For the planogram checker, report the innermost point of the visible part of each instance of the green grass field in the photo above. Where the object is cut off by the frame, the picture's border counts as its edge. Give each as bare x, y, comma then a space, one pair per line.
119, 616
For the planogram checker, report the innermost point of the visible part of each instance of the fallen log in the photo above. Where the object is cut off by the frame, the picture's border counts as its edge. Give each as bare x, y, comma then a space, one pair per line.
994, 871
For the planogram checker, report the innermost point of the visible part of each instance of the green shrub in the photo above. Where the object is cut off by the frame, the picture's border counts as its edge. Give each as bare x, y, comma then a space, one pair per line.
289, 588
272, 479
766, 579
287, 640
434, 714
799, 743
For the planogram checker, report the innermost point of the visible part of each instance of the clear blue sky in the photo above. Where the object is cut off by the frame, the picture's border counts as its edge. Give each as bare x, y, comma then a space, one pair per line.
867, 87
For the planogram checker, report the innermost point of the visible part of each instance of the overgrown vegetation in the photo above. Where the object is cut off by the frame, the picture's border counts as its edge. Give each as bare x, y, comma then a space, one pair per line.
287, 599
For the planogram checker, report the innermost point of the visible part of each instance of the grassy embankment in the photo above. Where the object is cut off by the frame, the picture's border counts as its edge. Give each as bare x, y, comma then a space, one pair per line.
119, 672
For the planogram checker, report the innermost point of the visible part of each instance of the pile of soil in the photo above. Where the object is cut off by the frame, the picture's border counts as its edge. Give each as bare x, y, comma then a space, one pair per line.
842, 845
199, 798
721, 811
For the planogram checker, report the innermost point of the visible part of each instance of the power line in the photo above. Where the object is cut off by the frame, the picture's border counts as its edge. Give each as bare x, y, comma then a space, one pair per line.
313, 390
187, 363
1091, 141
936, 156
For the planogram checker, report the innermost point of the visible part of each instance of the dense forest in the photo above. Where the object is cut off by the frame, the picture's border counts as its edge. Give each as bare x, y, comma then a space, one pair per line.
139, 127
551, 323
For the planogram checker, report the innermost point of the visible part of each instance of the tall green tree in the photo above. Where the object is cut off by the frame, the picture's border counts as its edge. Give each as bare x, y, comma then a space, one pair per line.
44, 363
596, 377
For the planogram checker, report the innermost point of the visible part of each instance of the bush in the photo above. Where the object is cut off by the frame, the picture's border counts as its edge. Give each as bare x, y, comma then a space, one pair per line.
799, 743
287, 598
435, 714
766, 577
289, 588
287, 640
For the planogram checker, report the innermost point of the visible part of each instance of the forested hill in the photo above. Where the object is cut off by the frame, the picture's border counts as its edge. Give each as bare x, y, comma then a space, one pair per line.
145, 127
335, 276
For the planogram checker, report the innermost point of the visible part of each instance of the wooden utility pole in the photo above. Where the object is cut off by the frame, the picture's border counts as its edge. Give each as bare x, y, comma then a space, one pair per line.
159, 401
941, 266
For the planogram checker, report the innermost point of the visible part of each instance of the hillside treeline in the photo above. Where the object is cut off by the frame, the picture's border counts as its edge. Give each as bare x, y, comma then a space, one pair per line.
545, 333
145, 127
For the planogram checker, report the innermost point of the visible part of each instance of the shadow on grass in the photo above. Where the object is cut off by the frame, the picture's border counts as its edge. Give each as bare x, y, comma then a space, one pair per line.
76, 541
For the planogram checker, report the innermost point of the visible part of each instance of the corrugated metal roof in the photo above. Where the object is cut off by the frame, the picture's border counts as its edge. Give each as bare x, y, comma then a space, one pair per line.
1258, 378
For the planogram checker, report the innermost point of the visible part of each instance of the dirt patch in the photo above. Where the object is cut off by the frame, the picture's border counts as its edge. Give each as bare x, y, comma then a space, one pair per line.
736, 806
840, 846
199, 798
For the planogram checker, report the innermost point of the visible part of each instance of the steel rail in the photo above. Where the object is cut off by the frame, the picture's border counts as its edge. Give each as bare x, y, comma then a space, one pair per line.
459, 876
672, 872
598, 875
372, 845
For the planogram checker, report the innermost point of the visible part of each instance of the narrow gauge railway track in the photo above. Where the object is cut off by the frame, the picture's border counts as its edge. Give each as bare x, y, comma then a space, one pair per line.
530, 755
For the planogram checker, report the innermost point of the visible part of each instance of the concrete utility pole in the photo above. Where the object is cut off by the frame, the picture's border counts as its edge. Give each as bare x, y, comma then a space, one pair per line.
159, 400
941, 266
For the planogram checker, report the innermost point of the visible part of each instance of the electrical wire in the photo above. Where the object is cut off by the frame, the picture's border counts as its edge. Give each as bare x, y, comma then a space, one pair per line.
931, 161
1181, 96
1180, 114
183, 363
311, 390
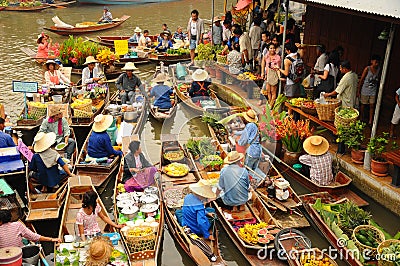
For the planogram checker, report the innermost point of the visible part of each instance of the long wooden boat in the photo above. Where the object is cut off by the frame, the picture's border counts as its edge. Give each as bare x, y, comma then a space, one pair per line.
83, 30
178, 187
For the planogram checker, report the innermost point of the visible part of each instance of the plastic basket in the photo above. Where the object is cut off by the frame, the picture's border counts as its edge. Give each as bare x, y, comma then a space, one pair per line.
326, 112
378, 236
386, 261
344, 122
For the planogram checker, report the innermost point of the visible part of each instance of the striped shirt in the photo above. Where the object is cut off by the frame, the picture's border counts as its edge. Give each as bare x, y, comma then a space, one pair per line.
11, 235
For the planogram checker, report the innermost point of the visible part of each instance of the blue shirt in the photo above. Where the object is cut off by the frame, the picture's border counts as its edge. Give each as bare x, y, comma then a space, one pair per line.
194, 216
162, 93
47, 176
250, 135
6, 140
99, 145
234, 181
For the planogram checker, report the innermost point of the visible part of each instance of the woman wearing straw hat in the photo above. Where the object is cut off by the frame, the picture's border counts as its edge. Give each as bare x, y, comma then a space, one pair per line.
318, 159
57, 124
234, 182
161, 92
52, 75
127, 83
45, 162
99, 145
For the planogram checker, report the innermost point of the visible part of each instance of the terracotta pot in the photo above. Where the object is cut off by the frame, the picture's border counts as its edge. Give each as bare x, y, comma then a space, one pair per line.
357, 156
379, 168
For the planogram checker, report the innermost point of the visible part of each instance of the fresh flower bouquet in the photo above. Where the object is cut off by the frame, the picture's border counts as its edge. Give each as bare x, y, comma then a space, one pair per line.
293, 133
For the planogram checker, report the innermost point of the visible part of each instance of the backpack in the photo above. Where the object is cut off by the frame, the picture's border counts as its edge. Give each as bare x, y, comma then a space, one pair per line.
296, 71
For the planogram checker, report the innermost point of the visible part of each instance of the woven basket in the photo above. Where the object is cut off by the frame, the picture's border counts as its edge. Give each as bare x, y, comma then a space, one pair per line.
382, 261
344, 122
326, 112
378, 235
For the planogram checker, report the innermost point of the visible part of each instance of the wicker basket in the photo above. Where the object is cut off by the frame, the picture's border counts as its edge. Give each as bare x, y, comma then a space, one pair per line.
378, 235
344, 122
382, 261
326, 112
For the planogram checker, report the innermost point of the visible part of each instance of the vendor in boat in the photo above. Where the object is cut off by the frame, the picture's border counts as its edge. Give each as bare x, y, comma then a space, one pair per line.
106, 17
91, 73
11, 233
233, 182
86, 218
161, 92
138, 172
200, 87
127, 83
194, 214
5, 139
58, 124
99, 144
165, 43
45, 162
318, 159
52, 75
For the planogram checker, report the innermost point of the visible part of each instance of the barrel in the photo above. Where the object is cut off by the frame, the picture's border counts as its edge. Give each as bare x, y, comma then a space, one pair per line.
11, 256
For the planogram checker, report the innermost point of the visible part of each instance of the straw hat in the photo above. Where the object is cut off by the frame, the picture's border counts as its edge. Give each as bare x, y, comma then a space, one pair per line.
99, 252
48, 62
43, 141
202, 189
200, 75
102, 122
233, 157
89, 60
161, 77
316, 145
250, 116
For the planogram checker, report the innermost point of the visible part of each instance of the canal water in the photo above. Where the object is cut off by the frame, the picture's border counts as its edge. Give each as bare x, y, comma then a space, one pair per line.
21, 29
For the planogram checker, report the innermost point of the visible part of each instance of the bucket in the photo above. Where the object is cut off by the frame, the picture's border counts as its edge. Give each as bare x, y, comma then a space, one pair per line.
30, 254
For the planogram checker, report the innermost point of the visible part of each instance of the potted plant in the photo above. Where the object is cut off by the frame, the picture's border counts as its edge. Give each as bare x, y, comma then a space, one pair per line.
353, 136
377, 146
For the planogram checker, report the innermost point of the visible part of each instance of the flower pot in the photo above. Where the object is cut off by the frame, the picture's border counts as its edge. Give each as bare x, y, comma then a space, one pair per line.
379, 168
357, 156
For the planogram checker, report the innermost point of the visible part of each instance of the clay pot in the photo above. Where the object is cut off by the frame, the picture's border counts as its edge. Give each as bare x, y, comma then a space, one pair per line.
379, 168
357, 156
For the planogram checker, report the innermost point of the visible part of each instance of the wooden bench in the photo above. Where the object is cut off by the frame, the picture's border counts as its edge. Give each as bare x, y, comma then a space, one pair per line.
394, 158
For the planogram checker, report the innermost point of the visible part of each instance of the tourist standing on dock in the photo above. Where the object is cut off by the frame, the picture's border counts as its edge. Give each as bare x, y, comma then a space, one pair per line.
195, 30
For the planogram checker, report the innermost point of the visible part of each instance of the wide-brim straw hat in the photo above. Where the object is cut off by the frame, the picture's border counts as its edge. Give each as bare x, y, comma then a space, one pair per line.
161, 77
43, 141
89, 60
102, 122
99, 251
129, 66
250, 116
316, 145
202, 189
233, 157
200, 75
48, 62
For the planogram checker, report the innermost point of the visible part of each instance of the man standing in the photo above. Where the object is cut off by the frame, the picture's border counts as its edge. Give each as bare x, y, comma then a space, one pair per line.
347, 89
127, 83
195, 30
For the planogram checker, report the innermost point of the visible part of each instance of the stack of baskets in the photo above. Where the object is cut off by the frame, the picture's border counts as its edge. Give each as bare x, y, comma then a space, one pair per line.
326, 112
344, 122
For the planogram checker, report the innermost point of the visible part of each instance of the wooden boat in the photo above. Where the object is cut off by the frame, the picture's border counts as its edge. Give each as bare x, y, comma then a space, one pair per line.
83, 30
179, 186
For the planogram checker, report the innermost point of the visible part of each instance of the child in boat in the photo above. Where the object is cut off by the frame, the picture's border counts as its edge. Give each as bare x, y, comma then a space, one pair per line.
86, 219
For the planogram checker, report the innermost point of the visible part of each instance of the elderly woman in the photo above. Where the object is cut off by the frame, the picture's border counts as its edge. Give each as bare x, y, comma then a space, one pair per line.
45, 162
18, 231
52, 75
138, 172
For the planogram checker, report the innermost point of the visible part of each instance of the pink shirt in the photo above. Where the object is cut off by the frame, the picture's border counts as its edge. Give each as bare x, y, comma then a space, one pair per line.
89, 222
11, 235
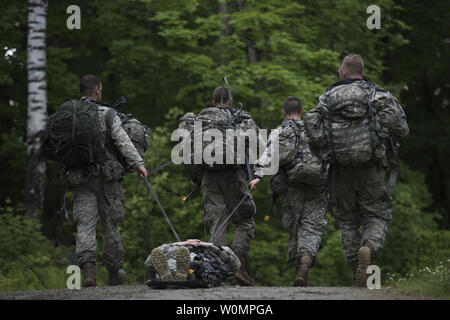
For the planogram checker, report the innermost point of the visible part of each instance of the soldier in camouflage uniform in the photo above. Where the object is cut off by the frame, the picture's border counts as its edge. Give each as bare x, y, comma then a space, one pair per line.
98, 190
304, 206
359, 191
223, 189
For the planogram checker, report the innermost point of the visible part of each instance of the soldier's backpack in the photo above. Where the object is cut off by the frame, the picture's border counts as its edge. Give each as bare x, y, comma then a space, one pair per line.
306, 168
136, 131
72, 135
214, 120
350, 123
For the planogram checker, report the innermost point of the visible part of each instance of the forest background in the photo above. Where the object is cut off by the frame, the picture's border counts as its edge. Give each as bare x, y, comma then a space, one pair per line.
166, 57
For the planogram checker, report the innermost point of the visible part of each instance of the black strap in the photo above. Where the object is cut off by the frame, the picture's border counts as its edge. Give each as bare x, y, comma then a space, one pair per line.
393, 167
162, 209
109, 118
228, 218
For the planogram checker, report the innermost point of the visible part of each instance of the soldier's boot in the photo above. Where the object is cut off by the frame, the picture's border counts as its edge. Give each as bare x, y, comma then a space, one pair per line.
242, 277
354, 266
183, 259
364, 260
159, 261
302, 272
116, 278
89, 278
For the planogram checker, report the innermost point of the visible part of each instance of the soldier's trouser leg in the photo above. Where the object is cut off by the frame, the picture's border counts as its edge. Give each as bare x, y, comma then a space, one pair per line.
85, 216
243, 218
312, 226
347, 215
111, 211
214, 208
304, 216
376, 210
293, 202
362, 201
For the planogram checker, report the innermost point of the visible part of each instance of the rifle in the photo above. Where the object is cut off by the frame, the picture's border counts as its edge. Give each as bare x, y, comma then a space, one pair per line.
235, 120
197, 182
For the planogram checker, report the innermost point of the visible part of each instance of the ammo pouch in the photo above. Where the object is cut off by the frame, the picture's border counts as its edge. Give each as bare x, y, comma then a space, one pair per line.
279, 183
81, 175
307, 168
112, 170
116, 200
▬▬▬▬▬▬
## About this task:
Lines from the one containing "of the ammo" through the end of the data above must be written out exactly, and no other lines are needed.

## Exercise result:
For the planogram checker, report the innermost point of the visible part of each instance of the ammo pouch in the photo above. Where the object is cut off by the frame, the picture's border counts as its edge. Give each as bare x, y, comma then a space, one pair per line.
279, 183
81, 175
307, 168
112, 170
116, 200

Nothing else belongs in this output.